• _PROBLEM DETAILS_: Pick the lines holding the string "logo" out of the records and copy them.

BEGIN DATA UNDER STUDY

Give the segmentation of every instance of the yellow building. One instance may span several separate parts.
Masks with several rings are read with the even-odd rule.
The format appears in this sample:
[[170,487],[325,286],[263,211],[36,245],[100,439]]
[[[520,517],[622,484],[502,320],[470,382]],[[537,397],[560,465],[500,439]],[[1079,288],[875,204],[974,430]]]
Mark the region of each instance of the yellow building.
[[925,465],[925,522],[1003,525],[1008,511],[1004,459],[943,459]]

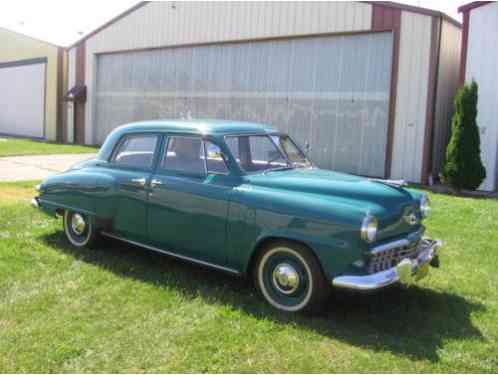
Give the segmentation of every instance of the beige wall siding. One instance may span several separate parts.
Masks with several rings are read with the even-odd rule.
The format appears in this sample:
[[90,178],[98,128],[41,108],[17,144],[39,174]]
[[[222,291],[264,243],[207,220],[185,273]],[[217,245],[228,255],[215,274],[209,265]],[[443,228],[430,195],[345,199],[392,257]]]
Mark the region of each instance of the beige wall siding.
[[0,28],[0,63],[47,58],[45,136],[57,136],[57,50],[58,47]]
[[462,29],[443,20],[439,52],[432,172],[441,172],[450,136],[453,99],[458,88]]
[[119,50],[371,29],[356,2],[151,2],[86,41],[85,142],[94,143],[96,54]]
[[391,177],[421,182],[432,17],[403,11]]
[[479,85],[477,124],[487,178],[482,190],[496,190],[498,178],[498,3],[470,12],[465,80]]
[[97,33],[87,47],[99,53],[369,30],[371,17],[372,6],[356,2],[152,2]]
[[[67,87],[70,90],[74,87],[76,83],[76,48],[72,48],[68,52],[68,80]],[[67,142],[74,142],[74,104],[72,102],[67,102],[67,120],[66,120],[66,131],[67,131]]]

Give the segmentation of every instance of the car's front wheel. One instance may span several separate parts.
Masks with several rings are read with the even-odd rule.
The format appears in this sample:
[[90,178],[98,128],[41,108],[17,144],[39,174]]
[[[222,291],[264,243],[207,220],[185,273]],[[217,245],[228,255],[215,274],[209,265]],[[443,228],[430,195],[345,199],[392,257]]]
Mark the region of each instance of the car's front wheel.
[[90,247],[95,244],[98,233],[92,218],[80,212],[64,212],[64,233],[72,245]]
[[256,288],[279,310],[316,311],[329,294],[318,260],[297,243],[270,244],[259,255],[253,272]]

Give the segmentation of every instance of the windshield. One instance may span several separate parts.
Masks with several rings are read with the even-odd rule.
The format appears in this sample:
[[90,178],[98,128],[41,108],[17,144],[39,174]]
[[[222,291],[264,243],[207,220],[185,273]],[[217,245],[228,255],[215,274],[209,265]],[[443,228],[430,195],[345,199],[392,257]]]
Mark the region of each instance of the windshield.
[[227,136],[226,143],[240,168],[248,173],[311,167],[311,162],[287,135]]

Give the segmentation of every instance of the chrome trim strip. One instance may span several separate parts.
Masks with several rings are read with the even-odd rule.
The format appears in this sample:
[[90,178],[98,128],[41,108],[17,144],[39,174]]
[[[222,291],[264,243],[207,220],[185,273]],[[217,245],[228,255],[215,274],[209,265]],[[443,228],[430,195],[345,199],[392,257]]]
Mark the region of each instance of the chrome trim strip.
[[370,250],[370,254],[375,255],[377,253],[381,253],[386,250],[391,250],[395,249],[397,247],[402,247],[402,246],[408,246],[413,242],[416,242],[422,238],[422,235],[424,234],[424,228],[420,228],[418,231],[410,233],[407,238],[403,238],[401,240],[396,240],[392,242],[388,242],[382,245],[377,245],[375,247],[372,247]]
[[180,254],[176,254],[176,253],[172,253],[170,251],[166,251],[166,250],[162,250],[162,249],[159,249],[157,247],[154,247],[154,246],[150,246],[150,245],[145,245],[141,242],[136,242],[136,241],[132,241],[132,240],[128,240],[124,237],[120,237],[120,236],[116,236],[115,234],[112,234],[112,233],[108,233],[108,232],[101,232],[100,233],[101,235],[103,236],[106,236],[106,237],[109,237],[109,238],[113,238],[115,240],[119,240],[119,241],[124,241],[124,242],[128,242],[132,245],[135,245],[135,246],[139,246],[139,247],[143,247],[145,249],[148,249],[148,250],[152,250],[152,251],[155,251],[157,253],[161,253],[161,254],[165,254],[165,255],[169,255],[169,256],[172,256],[174,258],[178,258],[178,259],[182,259],[182,260],[186,260],[188,262],[192,262],[192,263],[197,263],[197,264],[201,264],[203,266],[206,266],[206,267],[210,267],[210,268],[216,268],[218,270],[221,270],[221,271],[225,271],[225,272],[229,272],[229,273],[232,273],[232,274],[235,274],[235,275],[240,275],[241,273],[237,270],[234,270],[233,268],[228,268],[228,267],[223,267],[223,266],[218,266],[217,264],[213,264],[213,263],[209,263],[209,262],[205,262],[203,260],[198,260],[198,259],[194,259],[194,258],[190,258],[190,257],[187,257],[185,255],[180,255]]
[[370,254],[377,254],[377,253],[381,253],[381,252],[386,251],[386,250],[395,249],[397,247],[408,246],[410,243],[411,242],[408,241],[406,238],[404,238],[402,240],[388,242],[384,245],[375,246],[370,251]]
[[402,267],[406,266],[406,261],[410,262],[412,274],[416,273],[418,268],[429,263],[436,255],[437,249],[442,245],[441,241],[424,240],[425,244],[430,247],[424,250],[416,259],[402,260],[396,267],[392,267],[388,270],[374,273],[372,275],[364,276],[352,276],[344,275],[335,277],[332,280],[332,286],[336,288],[353,289],[353,290],[376,290],[386,287],[397,282],[404,283],[405,280],[401,280]]

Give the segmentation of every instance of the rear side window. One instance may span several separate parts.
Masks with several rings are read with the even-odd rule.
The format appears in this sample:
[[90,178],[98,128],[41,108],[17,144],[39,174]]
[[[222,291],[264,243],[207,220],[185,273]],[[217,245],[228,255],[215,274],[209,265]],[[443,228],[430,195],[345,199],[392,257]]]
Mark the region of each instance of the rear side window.
[[126,136],[119,144],[111,162],[123,167],[151,169],[158,139],[157,135]]

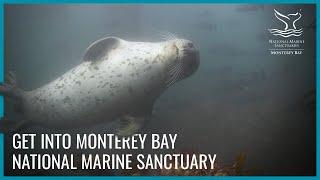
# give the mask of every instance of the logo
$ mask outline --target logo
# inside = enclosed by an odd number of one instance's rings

END DATA UNDER STUDY

• _WRITTEN RESPONSE_:
# give the mask of every instance of the logo
$ mask outline --target logo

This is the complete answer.